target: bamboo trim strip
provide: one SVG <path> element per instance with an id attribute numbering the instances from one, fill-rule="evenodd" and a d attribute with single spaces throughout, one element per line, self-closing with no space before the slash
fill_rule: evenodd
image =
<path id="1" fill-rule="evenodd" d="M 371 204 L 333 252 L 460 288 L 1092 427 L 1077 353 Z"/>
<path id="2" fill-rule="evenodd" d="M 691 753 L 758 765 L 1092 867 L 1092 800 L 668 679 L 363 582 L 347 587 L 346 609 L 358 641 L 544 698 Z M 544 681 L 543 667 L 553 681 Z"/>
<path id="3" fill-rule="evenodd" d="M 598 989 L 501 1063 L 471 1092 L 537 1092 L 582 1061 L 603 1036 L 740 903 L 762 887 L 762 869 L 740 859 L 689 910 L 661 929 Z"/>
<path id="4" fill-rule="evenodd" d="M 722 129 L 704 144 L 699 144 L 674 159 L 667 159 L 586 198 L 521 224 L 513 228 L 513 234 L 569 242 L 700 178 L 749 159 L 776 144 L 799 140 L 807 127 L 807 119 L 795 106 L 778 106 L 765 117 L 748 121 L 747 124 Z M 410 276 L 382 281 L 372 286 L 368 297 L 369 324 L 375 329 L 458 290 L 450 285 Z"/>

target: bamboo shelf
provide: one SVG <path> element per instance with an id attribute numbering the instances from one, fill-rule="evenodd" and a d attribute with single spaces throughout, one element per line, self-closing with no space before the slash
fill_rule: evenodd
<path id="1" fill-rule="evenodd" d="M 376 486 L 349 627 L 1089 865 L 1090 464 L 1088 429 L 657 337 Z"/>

==============================

• **EXERCISE DIRECTIONS**: Reproduce the entries verbatim, starting at their first line and ending at the line containing "722 129 L 704", with both of those lines included.

• **ANSWER TO THIS PROBLEM**:
target: bamboo trim strip
provide: one SVG <path> element per instance with an id attribute numbering the instances from one, fill-rule="evenodd" and a d attribute with single spaces throughout, one element per line, self-closing with no space before the slash
fill_rule: evenodd
image =
<path id="1" fill-rule="evenodd" d="M 371 204 L 333 252 L 460 288 L 1092 427 L 1077 353 Z"/>
<path id="2" fill-rule="evenodd" d="M 691 753 L 758 765 L 1092 867 L 1092 800 L 668 679 L 363 582 L 347 587 L 346 609 L 358 641 L 544 698 Z M 544 681 L 543 667 L 553 681 Z"/>
<path id="3" fill-rule="evenodd" d="M 598 989 L 501 1063 L 471 1092 L 537 1092 L 582 1061 L 603 1036 L 740 903 L 762 887 L 762 869 L 740 859 L 689 910 L 661 929 Z"/>
<path id="4" fill-rule="evenodd" d="M 722 129 L 704 144 L 699 144 L 674 159 L 667 159 L 586 198 L 521 224 L 513 228 L 513 234 L 569 242 L 700 178 L 749 159 L 776 144 L 799 140 L 807 127 L 807 119 L 795 106 L 778 106 L 765 117 L 748 121 L 747 124 Z M 410 276 L 382 281 L 372 286 L 368 297 L 369 324 L 375 329 L 458 290 L 450 285 Z"/>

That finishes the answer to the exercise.